══ Excerpted text ══

Certain of the lenders party to the Amended Credit Agreement and their respective affiliates engage in financial advisory, investment banking, commercial banking or other transactions of a financial nature with the Company and its subsidiaries, including the provision of advisory services for which they receive certain fees, expense reimbursement or other payments.

 

The foregoing description of the Amended Credit Agreement does not purport to be complete and is qualified in its entirety by reference to the full text of the Amended Credit Agreement, a copy of which is filed herewith as Exhibit 10.1 to this Current Report on Form 8-K and incorporated herein by reference.

 

Item  2.03 Creation of a Direct Financial Obligation or an Obligation under an Off-Balance Sheet Arrangement of a Registrant.

 

The information included in Item 1.01 of this Current Report on Form 8-K is incorporated by reference into this Item 2.03.

 

Item  7.01 Regulation FD Disclosure.

 

On September 20, 2021, the Company issued a press release announcing the closing of the Amended Credit Agreement. The text of the press release is furnished herewith as Exhibit 99.1 and is incorporated by reference into this Item 7.01.

 

The information set forth in this Item 7.01 and the related information in Exhibit 99.1 attached hereto are being furnished, and shall not be deemed filed for purposes of Section 18 of the Securities Exchange Act of 1934, as amended (the “Exchange Act”), or otherwise subject to the liabilities of that section and shall not be incorporated by reference in any filing with the U.S. Securities and Exchange Commission under the Securities Act of 1933, as amended, or the Exchange Act, except as shall be expressly set forth by specific reference therein.

═══
══ Entries provided ══

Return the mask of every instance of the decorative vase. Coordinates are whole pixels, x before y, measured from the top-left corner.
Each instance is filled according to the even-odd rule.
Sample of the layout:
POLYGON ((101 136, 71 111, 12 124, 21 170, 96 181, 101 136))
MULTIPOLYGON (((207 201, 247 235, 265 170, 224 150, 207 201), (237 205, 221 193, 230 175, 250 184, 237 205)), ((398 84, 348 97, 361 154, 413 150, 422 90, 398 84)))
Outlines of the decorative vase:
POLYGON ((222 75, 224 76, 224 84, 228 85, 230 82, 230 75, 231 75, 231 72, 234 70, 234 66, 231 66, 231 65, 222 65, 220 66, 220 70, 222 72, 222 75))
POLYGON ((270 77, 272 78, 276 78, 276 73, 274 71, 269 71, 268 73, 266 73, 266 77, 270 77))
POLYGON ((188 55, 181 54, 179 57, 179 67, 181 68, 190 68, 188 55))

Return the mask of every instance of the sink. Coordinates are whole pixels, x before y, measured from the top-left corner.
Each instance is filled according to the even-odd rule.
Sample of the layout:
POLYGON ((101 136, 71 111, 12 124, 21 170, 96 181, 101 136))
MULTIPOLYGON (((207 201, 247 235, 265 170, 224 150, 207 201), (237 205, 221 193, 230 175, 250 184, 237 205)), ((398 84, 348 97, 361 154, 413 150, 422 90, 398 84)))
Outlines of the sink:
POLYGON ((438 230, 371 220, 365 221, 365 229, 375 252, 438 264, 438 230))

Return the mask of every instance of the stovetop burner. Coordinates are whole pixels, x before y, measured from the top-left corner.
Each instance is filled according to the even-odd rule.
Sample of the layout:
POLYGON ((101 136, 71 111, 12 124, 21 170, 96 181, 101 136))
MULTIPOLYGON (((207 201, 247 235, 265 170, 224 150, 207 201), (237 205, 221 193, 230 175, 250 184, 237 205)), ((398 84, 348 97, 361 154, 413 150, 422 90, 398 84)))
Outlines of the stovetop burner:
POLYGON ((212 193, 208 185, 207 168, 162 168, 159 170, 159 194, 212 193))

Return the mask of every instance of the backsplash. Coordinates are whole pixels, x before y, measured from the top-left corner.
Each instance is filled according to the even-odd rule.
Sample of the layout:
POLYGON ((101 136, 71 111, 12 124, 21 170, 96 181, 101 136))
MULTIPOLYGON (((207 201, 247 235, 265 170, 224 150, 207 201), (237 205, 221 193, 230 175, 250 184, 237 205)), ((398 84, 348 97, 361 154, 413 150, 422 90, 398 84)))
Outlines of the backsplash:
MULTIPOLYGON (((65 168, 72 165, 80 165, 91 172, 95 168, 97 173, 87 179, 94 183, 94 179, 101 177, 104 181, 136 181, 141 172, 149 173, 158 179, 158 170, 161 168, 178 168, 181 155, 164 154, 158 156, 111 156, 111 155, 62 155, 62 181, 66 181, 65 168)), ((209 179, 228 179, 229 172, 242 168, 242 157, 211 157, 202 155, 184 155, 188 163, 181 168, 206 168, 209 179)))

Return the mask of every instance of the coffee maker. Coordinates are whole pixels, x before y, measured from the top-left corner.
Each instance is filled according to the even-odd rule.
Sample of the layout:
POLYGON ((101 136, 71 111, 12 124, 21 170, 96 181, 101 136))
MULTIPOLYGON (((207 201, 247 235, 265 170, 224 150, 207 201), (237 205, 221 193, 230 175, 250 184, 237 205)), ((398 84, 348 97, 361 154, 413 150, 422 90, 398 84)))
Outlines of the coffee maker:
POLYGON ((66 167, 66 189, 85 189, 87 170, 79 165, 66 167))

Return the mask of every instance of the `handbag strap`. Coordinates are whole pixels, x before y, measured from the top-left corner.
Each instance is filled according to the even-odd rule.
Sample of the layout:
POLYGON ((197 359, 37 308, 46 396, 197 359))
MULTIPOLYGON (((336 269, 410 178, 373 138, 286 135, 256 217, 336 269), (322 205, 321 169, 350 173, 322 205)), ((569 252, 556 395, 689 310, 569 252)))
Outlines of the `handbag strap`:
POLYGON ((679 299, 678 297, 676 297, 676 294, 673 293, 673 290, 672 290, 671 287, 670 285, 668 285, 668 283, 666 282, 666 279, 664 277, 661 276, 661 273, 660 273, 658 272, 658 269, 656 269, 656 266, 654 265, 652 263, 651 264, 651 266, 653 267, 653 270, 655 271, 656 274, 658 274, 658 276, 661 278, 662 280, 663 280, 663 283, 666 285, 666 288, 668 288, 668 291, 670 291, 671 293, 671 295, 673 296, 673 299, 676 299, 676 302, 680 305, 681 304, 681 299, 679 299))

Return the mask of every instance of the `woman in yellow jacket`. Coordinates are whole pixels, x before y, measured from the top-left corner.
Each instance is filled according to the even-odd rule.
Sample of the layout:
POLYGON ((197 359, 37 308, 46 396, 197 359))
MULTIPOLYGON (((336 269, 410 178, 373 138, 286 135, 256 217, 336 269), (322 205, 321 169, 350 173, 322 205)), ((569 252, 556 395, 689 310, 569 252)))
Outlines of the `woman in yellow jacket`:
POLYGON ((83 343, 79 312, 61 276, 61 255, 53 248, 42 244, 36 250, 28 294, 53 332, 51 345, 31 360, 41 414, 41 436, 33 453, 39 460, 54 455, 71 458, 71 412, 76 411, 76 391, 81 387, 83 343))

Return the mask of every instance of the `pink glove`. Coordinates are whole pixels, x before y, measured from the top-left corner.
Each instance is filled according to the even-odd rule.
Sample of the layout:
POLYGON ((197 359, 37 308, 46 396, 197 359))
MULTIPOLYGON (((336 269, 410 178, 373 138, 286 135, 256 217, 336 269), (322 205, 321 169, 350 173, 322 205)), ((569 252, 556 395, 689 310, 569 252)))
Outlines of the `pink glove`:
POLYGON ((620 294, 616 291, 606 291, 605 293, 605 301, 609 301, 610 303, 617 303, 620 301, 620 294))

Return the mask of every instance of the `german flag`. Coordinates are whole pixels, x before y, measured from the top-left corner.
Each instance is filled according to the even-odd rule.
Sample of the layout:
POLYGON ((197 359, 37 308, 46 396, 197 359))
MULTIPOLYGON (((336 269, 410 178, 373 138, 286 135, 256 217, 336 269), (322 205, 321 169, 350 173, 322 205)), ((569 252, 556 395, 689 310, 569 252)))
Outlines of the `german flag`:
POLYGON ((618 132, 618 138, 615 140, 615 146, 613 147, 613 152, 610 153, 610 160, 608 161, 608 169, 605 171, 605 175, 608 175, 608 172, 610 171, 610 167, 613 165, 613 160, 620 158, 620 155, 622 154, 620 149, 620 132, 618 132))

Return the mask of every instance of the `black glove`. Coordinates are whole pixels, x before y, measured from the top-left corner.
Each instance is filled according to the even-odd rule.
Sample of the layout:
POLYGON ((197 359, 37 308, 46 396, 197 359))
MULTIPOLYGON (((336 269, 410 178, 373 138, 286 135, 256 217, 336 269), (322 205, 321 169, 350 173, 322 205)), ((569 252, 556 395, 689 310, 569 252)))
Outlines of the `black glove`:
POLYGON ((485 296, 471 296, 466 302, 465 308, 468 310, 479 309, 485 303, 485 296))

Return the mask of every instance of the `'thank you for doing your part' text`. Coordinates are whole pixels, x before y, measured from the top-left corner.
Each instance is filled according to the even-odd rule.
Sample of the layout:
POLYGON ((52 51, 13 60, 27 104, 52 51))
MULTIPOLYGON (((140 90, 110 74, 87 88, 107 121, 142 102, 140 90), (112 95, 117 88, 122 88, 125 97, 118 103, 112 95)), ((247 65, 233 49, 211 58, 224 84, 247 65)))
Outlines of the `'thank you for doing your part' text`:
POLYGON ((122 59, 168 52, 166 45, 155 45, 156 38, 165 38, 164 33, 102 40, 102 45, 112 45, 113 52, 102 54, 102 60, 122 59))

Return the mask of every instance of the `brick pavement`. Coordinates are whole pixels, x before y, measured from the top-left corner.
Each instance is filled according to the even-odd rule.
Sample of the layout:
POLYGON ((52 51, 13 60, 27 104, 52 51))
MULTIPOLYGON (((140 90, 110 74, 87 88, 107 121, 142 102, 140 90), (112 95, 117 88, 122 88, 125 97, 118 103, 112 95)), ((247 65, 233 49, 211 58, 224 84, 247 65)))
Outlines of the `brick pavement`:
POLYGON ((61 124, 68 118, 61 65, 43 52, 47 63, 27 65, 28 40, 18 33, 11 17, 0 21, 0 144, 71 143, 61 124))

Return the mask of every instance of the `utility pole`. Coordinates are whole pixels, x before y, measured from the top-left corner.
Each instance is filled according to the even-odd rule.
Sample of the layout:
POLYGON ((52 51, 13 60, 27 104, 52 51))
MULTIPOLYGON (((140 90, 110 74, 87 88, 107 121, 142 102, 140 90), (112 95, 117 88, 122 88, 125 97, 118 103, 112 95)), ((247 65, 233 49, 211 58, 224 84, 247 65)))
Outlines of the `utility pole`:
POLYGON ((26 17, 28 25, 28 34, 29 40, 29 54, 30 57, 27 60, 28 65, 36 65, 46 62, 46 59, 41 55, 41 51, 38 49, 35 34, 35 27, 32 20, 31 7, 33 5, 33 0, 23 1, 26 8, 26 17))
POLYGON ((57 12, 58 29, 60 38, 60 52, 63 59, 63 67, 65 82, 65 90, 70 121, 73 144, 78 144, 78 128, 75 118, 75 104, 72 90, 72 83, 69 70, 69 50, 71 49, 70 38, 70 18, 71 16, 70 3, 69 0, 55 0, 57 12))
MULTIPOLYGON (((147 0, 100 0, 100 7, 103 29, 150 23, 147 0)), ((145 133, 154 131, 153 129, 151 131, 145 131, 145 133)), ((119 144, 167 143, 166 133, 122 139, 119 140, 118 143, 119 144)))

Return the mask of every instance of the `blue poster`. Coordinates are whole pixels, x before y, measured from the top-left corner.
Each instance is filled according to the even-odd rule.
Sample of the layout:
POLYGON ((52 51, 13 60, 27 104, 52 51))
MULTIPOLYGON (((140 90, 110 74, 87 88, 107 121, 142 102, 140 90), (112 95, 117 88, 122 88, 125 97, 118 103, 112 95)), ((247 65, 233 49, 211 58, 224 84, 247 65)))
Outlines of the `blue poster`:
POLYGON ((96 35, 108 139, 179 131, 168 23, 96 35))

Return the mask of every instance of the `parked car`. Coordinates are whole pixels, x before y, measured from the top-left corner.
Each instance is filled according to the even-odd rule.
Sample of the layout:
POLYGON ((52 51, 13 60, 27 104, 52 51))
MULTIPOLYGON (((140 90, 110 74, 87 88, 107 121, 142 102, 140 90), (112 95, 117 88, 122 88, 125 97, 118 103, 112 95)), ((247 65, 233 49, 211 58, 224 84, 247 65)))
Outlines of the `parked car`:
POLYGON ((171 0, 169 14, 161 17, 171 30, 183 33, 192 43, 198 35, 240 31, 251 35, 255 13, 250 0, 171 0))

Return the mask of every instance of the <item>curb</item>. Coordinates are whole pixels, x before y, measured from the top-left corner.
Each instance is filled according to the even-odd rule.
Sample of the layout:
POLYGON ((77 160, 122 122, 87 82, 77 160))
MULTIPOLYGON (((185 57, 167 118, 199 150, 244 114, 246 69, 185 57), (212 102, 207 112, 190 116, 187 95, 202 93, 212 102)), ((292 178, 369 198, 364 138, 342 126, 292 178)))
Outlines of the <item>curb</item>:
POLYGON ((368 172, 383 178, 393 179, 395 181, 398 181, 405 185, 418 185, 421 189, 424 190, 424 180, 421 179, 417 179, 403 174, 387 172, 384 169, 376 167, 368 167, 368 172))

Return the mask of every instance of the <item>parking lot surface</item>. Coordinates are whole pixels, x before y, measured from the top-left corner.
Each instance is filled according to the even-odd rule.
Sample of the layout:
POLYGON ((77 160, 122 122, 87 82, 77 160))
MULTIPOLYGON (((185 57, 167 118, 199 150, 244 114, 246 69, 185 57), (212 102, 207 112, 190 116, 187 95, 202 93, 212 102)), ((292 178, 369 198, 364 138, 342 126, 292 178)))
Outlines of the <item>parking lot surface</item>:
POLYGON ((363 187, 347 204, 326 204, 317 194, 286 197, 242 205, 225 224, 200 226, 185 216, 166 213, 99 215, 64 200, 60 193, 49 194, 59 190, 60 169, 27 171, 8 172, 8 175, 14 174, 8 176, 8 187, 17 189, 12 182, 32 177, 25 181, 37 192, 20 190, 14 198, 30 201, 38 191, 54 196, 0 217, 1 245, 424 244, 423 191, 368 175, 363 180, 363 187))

═══

In the Form 8-K excerpt above, on what date did the Company issue a press release announcing the closing of the Amended Credit Agreement?

Final answer:
September 20, 2021.